WHAT TO PRODUCE. Reproduce verbatim only the portion of the material below that begins with the line containing "Locate the platinum" and continues through the line containing "411, 330, 524, 368", including both of those lines.

EXERCISE MATERIALS.
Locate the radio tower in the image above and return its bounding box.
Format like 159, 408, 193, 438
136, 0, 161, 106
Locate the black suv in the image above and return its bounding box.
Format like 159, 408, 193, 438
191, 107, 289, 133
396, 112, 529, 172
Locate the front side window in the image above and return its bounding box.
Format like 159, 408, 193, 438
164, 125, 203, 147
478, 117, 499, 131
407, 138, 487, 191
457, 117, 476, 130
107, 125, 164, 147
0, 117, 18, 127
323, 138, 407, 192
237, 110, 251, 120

--

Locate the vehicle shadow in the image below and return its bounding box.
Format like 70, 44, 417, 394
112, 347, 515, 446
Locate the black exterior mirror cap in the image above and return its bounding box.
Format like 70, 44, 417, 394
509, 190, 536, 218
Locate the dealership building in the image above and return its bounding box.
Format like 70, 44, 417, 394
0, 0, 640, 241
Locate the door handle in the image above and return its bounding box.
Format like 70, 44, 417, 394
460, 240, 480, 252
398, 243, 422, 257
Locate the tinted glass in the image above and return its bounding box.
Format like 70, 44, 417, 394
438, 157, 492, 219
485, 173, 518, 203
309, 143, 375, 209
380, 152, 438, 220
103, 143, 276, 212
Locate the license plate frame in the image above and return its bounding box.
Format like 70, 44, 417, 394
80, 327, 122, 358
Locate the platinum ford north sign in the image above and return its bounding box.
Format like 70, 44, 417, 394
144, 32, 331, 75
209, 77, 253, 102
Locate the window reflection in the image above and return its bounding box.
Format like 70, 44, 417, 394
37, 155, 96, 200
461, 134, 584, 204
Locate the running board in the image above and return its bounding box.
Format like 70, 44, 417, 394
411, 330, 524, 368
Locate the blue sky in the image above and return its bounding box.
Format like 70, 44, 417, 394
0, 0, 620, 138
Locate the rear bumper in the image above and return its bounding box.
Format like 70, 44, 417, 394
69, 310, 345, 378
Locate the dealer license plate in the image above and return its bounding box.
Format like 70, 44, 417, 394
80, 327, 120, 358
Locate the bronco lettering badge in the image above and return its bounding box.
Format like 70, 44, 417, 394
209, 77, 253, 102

RESULT.
Locate the platinum ford north sign in the image above and return its bounding box.
Format like 70, 44, 417, 394
144, 32, 331, 75
209, 77, 253, 102
Locate the window reflection in the image above and return its bounding box.
Format like 70, 44, 417, 394
37, 155, 96, 200
461, 134, 584, 204
Locate the running board in the image above and return its bounding box.
Format like 70, 44, 417, 394
411, 330, 524, 368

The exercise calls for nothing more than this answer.